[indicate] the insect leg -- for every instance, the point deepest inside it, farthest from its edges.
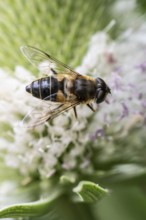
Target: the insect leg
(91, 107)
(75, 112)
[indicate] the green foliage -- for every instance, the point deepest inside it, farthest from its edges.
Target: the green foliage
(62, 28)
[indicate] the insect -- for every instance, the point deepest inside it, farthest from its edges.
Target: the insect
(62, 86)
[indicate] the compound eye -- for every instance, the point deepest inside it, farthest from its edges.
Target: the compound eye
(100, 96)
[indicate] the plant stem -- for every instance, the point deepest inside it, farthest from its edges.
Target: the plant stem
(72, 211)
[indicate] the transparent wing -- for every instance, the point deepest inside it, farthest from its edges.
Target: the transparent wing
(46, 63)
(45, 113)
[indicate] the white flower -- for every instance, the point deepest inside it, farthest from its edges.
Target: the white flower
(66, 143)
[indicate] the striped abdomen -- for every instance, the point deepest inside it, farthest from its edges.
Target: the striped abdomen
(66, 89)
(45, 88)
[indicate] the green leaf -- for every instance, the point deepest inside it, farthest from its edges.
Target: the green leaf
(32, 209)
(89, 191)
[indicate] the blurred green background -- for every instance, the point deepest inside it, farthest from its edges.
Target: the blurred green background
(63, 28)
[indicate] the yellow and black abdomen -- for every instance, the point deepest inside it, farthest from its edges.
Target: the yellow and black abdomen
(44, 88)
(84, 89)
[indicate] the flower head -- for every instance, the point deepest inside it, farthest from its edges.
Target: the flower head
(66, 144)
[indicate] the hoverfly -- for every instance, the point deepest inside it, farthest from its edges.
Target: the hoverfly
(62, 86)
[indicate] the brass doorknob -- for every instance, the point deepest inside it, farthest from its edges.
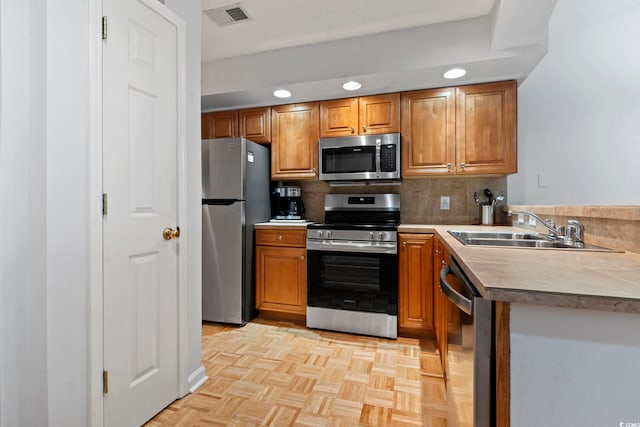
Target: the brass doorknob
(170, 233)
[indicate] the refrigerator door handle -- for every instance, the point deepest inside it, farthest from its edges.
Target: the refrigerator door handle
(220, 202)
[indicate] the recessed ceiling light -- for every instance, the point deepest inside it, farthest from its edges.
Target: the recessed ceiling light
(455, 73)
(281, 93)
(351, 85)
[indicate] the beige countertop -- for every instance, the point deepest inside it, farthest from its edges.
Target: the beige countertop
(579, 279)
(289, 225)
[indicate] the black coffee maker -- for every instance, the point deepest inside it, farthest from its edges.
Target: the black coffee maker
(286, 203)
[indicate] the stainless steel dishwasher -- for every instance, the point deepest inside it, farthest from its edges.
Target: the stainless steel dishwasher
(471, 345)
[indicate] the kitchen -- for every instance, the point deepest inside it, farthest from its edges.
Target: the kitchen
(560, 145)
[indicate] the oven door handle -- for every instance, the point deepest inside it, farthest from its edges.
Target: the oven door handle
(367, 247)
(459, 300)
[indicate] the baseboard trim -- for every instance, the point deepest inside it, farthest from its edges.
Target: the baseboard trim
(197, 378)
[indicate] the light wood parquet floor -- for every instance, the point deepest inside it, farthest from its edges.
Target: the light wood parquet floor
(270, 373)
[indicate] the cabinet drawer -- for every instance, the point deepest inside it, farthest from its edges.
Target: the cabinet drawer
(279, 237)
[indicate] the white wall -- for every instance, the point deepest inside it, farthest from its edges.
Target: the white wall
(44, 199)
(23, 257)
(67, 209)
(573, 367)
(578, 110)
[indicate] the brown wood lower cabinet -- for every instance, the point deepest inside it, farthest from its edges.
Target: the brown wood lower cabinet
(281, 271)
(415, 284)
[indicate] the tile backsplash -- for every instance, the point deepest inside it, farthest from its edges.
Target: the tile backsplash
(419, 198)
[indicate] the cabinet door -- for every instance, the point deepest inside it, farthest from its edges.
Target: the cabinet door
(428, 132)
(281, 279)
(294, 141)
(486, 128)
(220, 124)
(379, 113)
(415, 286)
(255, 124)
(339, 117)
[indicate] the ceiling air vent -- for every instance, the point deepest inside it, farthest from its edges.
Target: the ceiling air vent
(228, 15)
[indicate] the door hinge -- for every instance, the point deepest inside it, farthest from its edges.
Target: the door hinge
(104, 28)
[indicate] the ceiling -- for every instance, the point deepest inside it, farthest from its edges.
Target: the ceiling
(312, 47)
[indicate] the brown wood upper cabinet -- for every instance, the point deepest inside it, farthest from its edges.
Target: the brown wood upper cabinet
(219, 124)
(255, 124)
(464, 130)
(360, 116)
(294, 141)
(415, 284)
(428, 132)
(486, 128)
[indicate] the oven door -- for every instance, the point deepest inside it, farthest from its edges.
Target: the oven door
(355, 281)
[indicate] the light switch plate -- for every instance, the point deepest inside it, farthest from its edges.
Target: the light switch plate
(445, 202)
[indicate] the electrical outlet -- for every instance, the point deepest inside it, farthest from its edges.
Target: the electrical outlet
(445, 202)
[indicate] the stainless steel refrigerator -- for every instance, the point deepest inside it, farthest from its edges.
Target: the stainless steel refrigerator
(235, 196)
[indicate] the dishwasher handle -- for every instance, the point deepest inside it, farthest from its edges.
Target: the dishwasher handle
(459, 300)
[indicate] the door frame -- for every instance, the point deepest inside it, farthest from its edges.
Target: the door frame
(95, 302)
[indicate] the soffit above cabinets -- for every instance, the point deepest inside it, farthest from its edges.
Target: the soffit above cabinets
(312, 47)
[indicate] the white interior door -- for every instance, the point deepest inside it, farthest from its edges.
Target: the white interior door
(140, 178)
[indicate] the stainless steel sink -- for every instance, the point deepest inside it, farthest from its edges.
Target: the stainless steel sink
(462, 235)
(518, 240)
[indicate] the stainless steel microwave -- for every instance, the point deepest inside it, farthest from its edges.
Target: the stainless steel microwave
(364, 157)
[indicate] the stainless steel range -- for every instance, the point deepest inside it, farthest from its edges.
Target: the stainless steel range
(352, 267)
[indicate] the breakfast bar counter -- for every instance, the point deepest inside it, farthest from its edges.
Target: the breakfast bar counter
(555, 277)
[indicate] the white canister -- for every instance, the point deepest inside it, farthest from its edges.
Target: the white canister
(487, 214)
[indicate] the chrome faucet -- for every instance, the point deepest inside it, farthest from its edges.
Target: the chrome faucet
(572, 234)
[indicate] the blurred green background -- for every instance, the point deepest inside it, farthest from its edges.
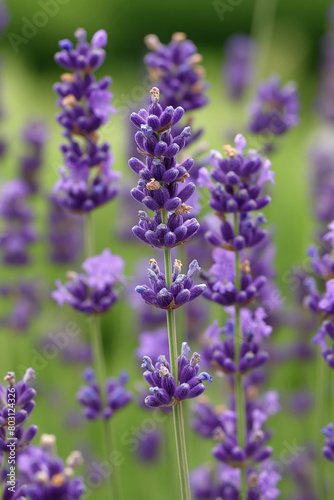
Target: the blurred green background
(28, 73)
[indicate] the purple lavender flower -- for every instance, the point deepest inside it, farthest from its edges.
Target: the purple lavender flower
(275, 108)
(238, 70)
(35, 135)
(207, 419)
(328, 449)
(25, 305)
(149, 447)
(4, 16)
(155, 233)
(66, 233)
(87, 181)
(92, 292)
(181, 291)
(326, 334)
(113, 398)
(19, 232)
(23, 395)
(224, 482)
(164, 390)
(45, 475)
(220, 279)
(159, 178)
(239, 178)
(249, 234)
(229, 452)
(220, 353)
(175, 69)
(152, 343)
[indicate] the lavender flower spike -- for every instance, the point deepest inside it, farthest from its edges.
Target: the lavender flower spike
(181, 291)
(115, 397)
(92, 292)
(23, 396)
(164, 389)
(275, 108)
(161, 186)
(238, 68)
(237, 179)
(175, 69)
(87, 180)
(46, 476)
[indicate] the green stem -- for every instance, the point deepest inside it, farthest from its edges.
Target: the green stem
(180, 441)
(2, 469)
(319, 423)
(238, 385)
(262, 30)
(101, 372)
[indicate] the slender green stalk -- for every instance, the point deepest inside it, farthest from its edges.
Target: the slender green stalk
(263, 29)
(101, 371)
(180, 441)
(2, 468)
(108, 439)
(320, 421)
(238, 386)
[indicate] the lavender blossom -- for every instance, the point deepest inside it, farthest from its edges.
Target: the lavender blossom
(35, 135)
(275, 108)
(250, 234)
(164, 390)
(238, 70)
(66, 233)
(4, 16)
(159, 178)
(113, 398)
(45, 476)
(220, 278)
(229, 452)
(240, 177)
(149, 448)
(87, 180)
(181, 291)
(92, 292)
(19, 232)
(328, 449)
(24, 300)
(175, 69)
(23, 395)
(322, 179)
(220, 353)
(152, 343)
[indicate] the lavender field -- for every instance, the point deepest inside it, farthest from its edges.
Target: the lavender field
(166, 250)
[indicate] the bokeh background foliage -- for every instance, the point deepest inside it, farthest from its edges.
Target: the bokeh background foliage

» WHAT IS NEEDED
Reproduce the lines without any change, everything from the line containing "[indicate] the bokeh" down to the end of the lines.

» WRITTEN REPLY
[indicate] the bokeh background foliage -- for every instance, the point deepest inside it, farthest from its edges.
Target: the bokeh background foliage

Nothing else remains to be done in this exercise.